• Stated task:
Please lay out the records below as a two-column CSV with the header row input,output, giving one row for each text and its answer. Put each value in a single quoted field with line breaks turned into spaces, and leave the pictures out.

• Entries shown:
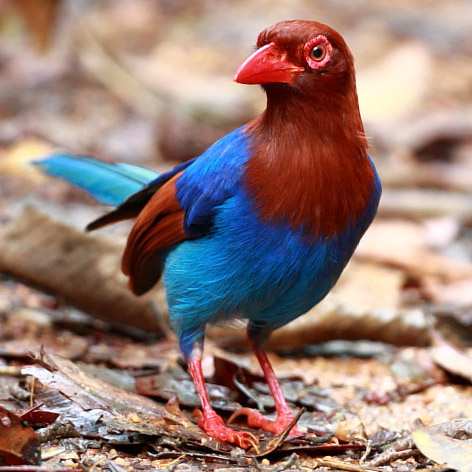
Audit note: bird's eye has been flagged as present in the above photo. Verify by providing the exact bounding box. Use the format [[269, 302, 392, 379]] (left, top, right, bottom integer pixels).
[[310, 44, 326, 62], [304, 34, 333, 70]]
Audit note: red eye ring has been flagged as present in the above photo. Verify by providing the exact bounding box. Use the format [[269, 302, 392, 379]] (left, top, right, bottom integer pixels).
[[304, 34, 333, 70]]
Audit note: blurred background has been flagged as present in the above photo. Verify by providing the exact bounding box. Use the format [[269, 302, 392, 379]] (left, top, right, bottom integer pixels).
[[0, 0, 472, 454], [0, 0, 472, 342]]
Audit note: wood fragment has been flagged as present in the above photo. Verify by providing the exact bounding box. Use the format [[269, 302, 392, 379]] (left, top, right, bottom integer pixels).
[[0, 207, 161, 333]]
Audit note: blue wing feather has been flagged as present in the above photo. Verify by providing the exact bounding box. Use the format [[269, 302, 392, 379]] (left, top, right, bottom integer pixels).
[[176, 127, 250, 236], [34, 153, 159, 206]]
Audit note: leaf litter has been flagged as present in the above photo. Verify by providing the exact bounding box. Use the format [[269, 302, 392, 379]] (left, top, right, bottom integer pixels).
[[0, 0, 472, 472]]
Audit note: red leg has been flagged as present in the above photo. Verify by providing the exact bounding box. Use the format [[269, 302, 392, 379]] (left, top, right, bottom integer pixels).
[[189, 355, 258, 449], [229, 343, 303, 435]]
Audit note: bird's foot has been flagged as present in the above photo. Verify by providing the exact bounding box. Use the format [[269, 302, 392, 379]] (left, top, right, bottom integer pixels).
[[192, 410, 259, 452], [228, 408, 303, 436]]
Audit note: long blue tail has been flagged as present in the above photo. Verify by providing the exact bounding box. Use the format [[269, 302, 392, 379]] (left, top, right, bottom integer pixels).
[[33, 153, 159, 206]]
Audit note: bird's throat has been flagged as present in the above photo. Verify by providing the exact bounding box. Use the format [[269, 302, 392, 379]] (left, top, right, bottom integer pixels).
[[244, 90, 374, 241]]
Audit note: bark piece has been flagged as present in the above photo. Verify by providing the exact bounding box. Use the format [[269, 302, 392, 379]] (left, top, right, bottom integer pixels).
[[0, 207, 161, 333]]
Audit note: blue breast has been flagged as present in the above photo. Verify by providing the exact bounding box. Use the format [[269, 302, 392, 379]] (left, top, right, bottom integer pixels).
[[164, 156, 380, 351]]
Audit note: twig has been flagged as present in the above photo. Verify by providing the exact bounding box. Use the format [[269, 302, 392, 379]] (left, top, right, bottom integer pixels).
[[316, 459, 381, 472], [0, 365, 23, 377]]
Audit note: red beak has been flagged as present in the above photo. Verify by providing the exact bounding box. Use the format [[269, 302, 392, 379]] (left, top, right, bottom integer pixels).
[[233, 43, 305, 84]]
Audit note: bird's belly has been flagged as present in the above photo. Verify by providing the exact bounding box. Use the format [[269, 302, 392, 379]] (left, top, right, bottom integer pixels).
[[164, 194, 368, 332]]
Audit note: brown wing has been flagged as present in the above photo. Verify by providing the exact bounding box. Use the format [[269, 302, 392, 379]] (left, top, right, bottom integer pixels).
[[122, 172, 187, 295]]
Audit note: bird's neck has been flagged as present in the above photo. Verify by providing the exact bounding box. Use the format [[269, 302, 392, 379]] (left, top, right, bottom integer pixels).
[[245, 85, 374, 240]]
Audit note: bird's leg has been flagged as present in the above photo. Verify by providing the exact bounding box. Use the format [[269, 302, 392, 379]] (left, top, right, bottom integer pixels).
[[228, 324, 303, 435], [183, 334, 259, 450]]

• Task result:
input,output
"Audit note: bird's eye has been flagged as present in the above photo. Verify by providing the exact bounding box. Use the format [[269, 302, 392, 379]] (left, top, right, bottom integer pixels).","[[310, 44, 326, 62], [304, 34, 333, 70]]"
"Audit note: red eye ring has been flagged as present in the above photo. Verify by providing the exact bounding box. Use the format [[269, 302, 392, 379]] (left, top, right, bottom integer pixels).","[[304, 34, 333, 70]]"
"Audit note: blurred background has been flagged as present in the above photo. Verify by providing the exact bounding box. Use the format [[269, 302, 392, 379]] (left, top, right, bottom integer pixels).","[[0, 0, 472, 454], [0, 0, 472, 342]]"
"Audit note: wood fragment has been flagged as present in the above photo. Verify by providing the exact bounding box. Use the format [[269, 302, 392, 379]] (left, top, right, bottom integer pixels).","[[0, 207, 161, 333]]"
"Audit note: blue wing feather has been flagged as present in the above photo. Verify by providing the exact bounding box. Use the format [[269, 302, 392, 379]] (left, top, right, bottom integer pixels).","[[176, 127, 250, 236], [34, 153, 159, 206]]"
"Audit note: leaf litter has been flagged as present in the above photo. Verify by providing the exact bounding box. Use the format [[269, 302, 392, 379]] (left, top, right, bottom integer pixels).","[[0, 0, 472, 472]]"
"Audit note: red leg has been flagged as present in the above photo. Verify by providing the exact bounding box. Use the format [[269, 302, 392, 379]] (left, top, right, bottom integer pixels).","[[189, 355, 258, 449], [229, 343, 303, 435]]"
"Audit note: bird's foot has been flagged as present in the above photo. Verify by providing the exact bounding box. Use the format [[269, 302, 392, 379]] (left, top, right, bottom integer pixels).","[[192, 410, 259, 452], [228, 408, 303, 436]]"
"Audit note: long blue tail has been flagged as present in the above photo. Verify by providing the exact bounding box. Use the format [[269, 302, 392, 379]] (left, top, right, bottom integer pixels).","[[33, 153, 159, 206]]"
"Audit note: bird's throat has been flagged as present in the above photo. Verify by providing the exact bounding box. Use the format [[269, 302, 392, 379]] (left, top, right, bottom integer pixels).","[[244, 90, 374, 241]]"
"Audit note: bark piece has been flagged as present in the above photo. Verify by providing the exact bounding box. Use the format [[269, 302, 392, 379]] (left, top, right, bottom integer pixels).","[[0, 207, 161, 333]]"
"Audit note: blue breast has been flagged as present in the above photo. Verify by providing the exact bounding box. Use the format [[269, 302, 392, 379]] (left, top, right, bottom integer pixels).","[[164, 156, 380, 351]]"
"Audit note: twig has been flagged as present in the above photo. Verify by providing the exact bounding box. Use the format [[269, 302, 392, 379]] (left, top, right, bottom integer pixels).","[[316, 459, 381, 472], [0, 365, 23, 377]]"
"Audit note: red beak has been flagged as present in the above photo. Verify by providing the exact bounding box. Use the format [[269, 302, 392, 379]] (left, top, right, bottom integer pixels).","[[233, 43, 305, 84]]"
"Audit note: bird's belly has been flagged as present in the above photo. Verify by providing the exact bounding box. Use the format [[269, 302, 392, 379]] (left, top, right, bottom integer pixels).","[[164, 194, 368, 332]]"
"Audit note: brown wing has been flagged as present in the above photo. Verify by providing the exact bounding box. Use the format [[269, 302, 392, 379]] (left, top, right, bottom integer pixels).","[[122, 172, 187, 295]]"
"Audit note: bird's neck has been flagged as present in the above photo. Verify by providing the exact bounding box. Use the format [[269, 302, 392, 379]] (left, top, right, bottom integer pixels).","[[245, 85, 374, 240]]"
"Audit note: bird's leg has been flagged as present in the above photo. Verify by providing the exact bounding box. Use the format [[269, 302, 392, 379]] (left, top, right, bottom integer pixels).","[[228, 324, 303, 435], [183, 334, 259, 450]]"